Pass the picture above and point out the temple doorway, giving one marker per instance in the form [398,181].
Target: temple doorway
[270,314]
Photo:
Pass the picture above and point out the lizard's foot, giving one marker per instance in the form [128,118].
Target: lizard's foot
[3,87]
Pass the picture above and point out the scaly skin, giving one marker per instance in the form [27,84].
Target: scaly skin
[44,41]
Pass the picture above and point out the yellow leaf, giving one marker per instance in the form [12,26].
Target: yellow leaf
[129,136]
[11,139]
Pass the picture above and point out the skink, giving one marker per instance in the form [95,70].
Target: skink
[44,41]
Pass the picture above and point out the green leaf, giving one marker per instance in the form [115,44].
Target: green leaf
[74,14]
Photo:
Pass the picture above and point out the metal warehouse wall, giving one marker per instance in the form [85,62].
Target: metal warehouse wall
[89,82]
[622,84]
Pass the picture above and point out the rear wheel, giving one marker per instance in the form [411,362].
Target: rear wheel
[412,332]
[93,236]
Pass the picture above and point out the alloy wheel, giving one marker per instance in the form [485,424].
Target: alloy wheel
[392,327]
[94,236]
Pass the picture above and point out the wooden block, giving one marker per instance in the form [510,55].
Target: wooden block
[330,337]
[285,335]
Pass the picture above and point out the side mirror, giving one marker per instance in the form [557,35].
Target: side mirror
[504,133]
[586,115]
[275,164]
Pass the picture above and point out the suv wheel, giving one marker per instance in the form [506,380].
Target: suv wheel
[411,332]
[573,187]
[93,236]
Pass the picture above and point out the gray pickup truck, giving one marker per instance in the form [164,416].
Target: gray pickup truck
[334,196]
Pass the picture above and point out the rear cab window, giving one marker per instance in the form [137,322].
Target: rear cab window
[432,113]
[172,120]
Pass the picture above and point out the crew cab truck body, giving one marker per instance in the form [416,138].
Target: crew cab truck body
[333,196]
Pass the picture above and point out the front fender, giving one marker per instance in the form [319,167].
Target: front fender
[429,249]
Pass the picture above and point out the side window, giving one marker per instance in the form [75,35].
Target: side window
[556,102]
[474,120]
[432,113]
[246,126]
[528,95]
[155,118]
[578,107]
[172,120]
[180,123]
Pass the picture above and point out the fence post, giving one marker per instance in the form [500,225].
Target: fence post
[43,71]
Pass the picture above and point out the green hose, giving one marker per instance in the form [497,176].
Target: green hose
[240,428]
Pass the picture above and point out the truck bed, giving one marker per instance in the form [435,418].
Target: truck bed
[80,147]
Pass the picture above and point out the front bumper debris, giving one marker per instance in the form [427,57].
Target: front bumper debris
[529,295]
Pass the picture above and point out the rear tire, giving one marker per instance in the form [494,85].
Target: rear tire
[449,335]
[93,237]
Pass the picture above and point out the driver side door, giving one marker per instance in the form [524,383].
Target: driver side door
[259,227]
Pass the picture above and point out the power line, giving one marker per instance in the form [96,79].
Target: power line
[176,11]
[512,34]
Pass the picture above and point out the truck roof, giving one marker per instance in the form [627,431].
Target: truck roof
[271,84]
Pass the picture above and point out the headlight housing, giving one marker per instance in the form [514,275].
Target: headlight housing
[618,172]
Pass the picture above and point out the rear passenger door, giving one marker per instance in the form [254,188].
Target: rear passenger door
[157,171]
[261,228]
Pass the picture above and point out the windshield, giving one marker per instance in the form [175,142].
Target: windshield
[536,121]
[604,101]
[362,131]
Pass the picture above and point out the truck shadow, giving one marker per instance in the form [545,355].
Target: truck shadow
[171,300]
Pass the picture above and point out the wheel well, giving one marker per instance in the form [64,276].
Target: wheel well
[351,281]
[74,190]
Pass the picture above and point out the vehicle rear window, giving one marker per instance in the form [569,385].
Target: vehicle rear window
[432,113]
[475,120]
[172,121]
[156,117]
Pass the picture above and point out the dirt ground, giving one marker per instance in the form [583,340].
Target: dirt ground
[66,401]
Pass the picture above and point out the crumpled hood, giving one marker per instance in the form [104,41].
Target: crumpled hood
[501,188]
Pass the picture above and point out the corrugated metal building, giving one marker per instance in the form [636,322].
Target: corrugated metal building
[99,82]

——————

== Set problem ==
Rewrite every row above, putting "locate" wherever "point out" appears and leaving everything else unchanged.

== Expected answer ==
Pass the picture above and locate the temple doorway, giving one marker per instance in the form [398,181].
Target: temple doorway
[270,314]
Photo:
Pass the picture above and locate the lizard's foot, giving one marker per instance in the form [128,118].
Target: lizard's foot
[3,87]
Pass the picture above and locate the scaly skin, giving one marker per instance in the form [27,84].
Target: scaly skin
[44,41]
Pass the picture above and locate the yellow leaf, giving one marker per instance in the form [12,26].
Target: yellow leaf
[129,136]
[11,139]
Pass the picture above and locate the skink, giving one marker per instance in the form [95,70].
Target: skink
[44,41]
Pass the picture above and locate the green leaf, giving one marker per instance in the form [115,44].
Target: green leaf
[74,14]
Photo:
Pass the picture above and locate the metal warehouse wall, giving one marker per instance in the form [85,62].
Target: metal warehouse wall
[89,82]
[622,84]
Pass the picture above and locate the rear wheel, giving one marker per instance in the form [411,362].
Target: rear wheel
[412,332]
[93,236]
Pass the picture above and locate the alloy wheel, giving one marker per instance in the form [485,424].
Target: alloy wheel
[392,327]
[94,236]
Pass the picture above and locate the wooden block, giving one marker per instance in the form [510,55].
Target: wooden block
[330,337]
[285,335]
Pass the picture above and locate the side mirror, giving one marker per instance in the form [557,35].
Target: side mirror
[504,133]
[586,115]
[275,164]
Pass the picture above and locate the suv wheel, giving one marker per instance in the form [506,380].
Target: suv wheel
[411,332]
[573,187]
[93,236]
Pass the picture above and locate the gray pickup truck, giving one marker per instance in the form [164,416].
Target: gray pickup truck
[334,196]
Pass the picture above and locate the rear cab window, giving one marker per instance in the form [137,322].
Target: rear cab window
[432,113]
[172,120]
Pass the picture above and locate the crew cab truck body, giving one marker per instance in the form [416,138].
Target: crew cab truck body
[333,196]
Pass the picture above and locate the front fender, giving one marker per instance in the form [319,167].
Target: front fender
[429,249]
Pass the picture above and locate the side window, giving one marker per instance in the form [75,35].
Target: side window
[556,102]
[474,120]
[432,113]
[246,126]
[528,95]
[155,118]
[578,107]
[172,120]
[180,123]
Pass the picture above and locate the fence post, giving one marker per instance in the form [500,225].
Target: fence post
[43,71]
Pass the picture above and locate the green hose, giving one marker per instance in the form [497,176].
Target: green hose
[240,428]
Pass the picture above and locate the truck bed, giving one marker per instance in the form [435,418].
Target: truck bed
[80,147]
Pass the picture above and locate the front bumper debris, giving one marker per instance in the form [427,57].
Target: front bumper debris
[529,295]
Pass the picture above and locate the rear tire, giving one marker per instance in the form [494,85].
Target: rear tire
[449,335]
[93,237]
Pass the picture above and locate the driver side door, giving one marker per instance in the form [524,383].
Target: driver side door
[259,227]
Pass the picture above and locate the power line, giving one marker per instance in the form [96,79].
Target: power line
[176,11]
[512,34]
Pass the picture above and locate the truck roof, giving one marker per instance in the form [627,431].
Target: truck roof
[271,84]
Pass the picture above and locate the headlight housing, giving one marker per instance in the form [514,275].
Target: headlight housing
[618,172]
Pass the picture above and locate the rear passenger door, giving one marker per instance in the form [254,188].
Target: rear passenger door
[157,171]
[261,228]
Pass the picture above and locate the windshield, giving one marker per instance in the form [175,142].
Target: windshield
[536,121]
[604,101]
[362,131]
Pass the picture above and locate the truck shadow, giving one marker per instance in the form [545,355].
Target: truck shadow
[171,300]
Pass the picture above and locate the wheel well, giving one marker per instance in the form [64,276].
Target: wheel well
[351,281]
[74,190]
Pass the picture above and locate the vehicle rear window, giving one marker per instance in the form [569,385].
Target: vehicle rear window
[432,113]
[475,120]
[172,121]
[156,117]
Pass the picture above and locate the dirt ground, giving one marker per instance in the form [583,340].
Target: dirt ground
[66,401]
Pass the picture above and locate the crumpled hood, giving one marker per instance in the form [104,41].
Target: crumpled hood
[501,188]
Pass the picture above and locate the corrugated metal building, giving one marker per instance in the form [636,322].
Target: corrugated metal building
[99,82]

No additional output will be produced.